• **Textauszug**:
■ ■ ■

Warum die Wahl auf mich gefallen ist, dürfte sich sehr bald klären lassen: Es geht um Leuenberg und die nach diesem Tagungsort in der Nähe von Basel vor genau 50 Jahren unterzeichnete Konkordie und die GEKE, die Gemeinschaft Evangelischer Kirchen in Europa, deren Generalsekretär ich von 2006 bis 2018 sein konnte.
Ich darf und soll also über die Ökumene sprechen. Zuerst und aus dem gegebenen Anlass heraus – 50 Jahre Leuenberg – über die kleine innerevangelische Ökumene, also das Miteinander der verschiedenen aus der Reformation hervorgegangenen Traditionen, lutherisch, reformiert, methodistisch und dazu auch die italienischen Waldenser und die tschechischen Böhmischen Brüder, die sich auf Reformationen lange vor Luther, Zwingli, Calvin oder John Wesley zurückführen. Also das im ersten Teil.
Dann kommt der zweite, in dem es auch um die Ökumene gehen wird. Jetzt eher so, wie wir es gewohnt sind, also römisch-katholisch, orthodox, evangelisch, freikirchlich. Zum Ökumenischen Rat der Kirchen in Österreich gehören 17 Mitgliedskirchen (davon 3 mit beratender Stimme), zum Ökumenischen Forum in der Steiermark gehören 9 Mitglieder und 2 mit beratender Stimme, doch zum World Council of Churches, dem 1948 gegründeten Weltkirchenrat gehören heute 352 Mitgliedskirchen – ohne die Römisch-katholische Kirche, die wohl in Österreich und hier in der Steiermark, nicht aber auf Weltebene Mitglied der Ökumenischen Organisationen, der „fellowship of churches“ ist, aber natürlich auf andere Weise mit allen Kirchen in verschiedenen Bereichen eng zusammenarbeitet.

■ ■ ■

• **Aufgaben zur Übung**:
(1) Gib den Teil des Textauszugs, der mit den Worten „Warum die Wahl“ beginnt und mit „im ersten Teil.“ endet, noch einmal wieder und tausche darin „Generalsekretär“ gegen „Vorsitzender“ aus.
(2) Wie sieht die gesamte Auflistung als JSON-Liste von Strings aus, mit je einem Eintrag pro Zeile und ohne Leerzeilen? Lass das Bild dabei weg.
Die Auflistung hat mit dem Textauszug nichts zu tun.

• **Fotobeschriftungen mit Rahmen**:

■ ■ ■

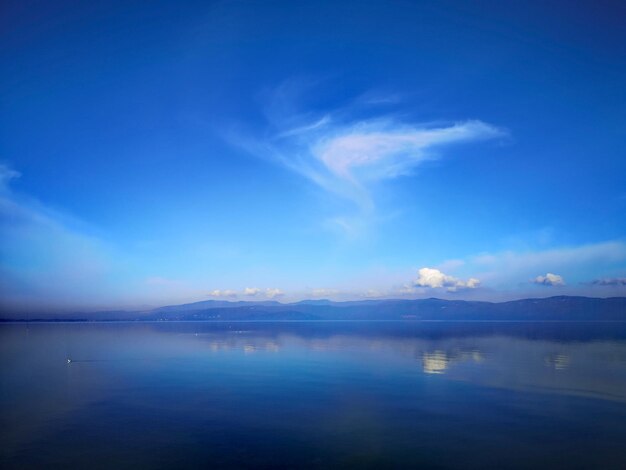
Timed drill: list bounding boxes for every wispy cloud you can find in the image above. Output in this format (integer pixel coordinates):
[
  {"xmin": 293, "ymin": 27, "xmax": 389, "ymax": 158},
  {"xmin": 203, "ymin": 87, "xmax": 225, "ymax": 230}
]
[
  {"xmin": 591, "ymin": 277, "xmax": 626, "ymax": 287},
  {"xmin": 0, "ymin": 164, "xmax": 112, "ymax": 308},
  {"xmin": 465, "ymin": 240, "xmax": 626, "ymax": 285},
  {"xmin": 231, "ymin": 83, "xmax": 507, "ymax": 232}
]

■ ■ ■

• **Antworten der Reihe**:
(1)
Warum die Wahl auf mich gefallen ist, dürfte sich sehr bald klären lassen: Es geht um Leuenberg und die nach diesem Tagungsort in der Nähe von Basel vor genau 50 Jahren unterzeichnete Konkordie und die GEKE, die Gemeinschaft Evangelischer Kirchen in Europa, deren Vorsitzender ich von 2006 bis 2018 sein konnte.
Ich darf und soll also über die Ökumene sprechen. Zuerst und aus dem gegebenen Anlass heraus – 50 Jahre Leuenberg – über die kleine innerevangelische Ökumene, also das Miteinander der verschiedenen aus der Reformation hervorgegangenen Traditionen, lutherisch, reformiert, methodistisch und dazu auch die italienischen Waldenser und die tschechischen Böhmischen Brüder, die sich auf Reformationen lange vor Luther, Zwingli, Calvin oder John Wesley zurückführen. Also das im ersten Teil.

(2)
[
  "Timed drill: list bounding boxes for every wispy cloud you can find in the image above. Output in this format (integer pixel coordinates):",
  "[",
  "  {\"xmin\": 293, \"ymin\": 27, \"xmax\": 389, \"ymax\": 158},",
  "  {\"xmin\": 203, \"ymin\": 87, \"xmax\": 225, \"ymax\": 230}",
  "]",
  "[",
  "  {\"xmin\": 591, \"ymin\": 277, \"xmax\": 626, \"ymax\": 287},",
  "  {\"xmin\": 0, \"ymin\": 164, \"xmax\": 112, \"ymax\": 308},",
  "  {\"xmin\": 465, \"ymin\": 240, \"xmax\": 626, \"ymax\": 285},",
  "  {\"xmin\": 231, \"ymin\": 83, \"xmax\": 507, \"ymax\": 232}",
  "]"
]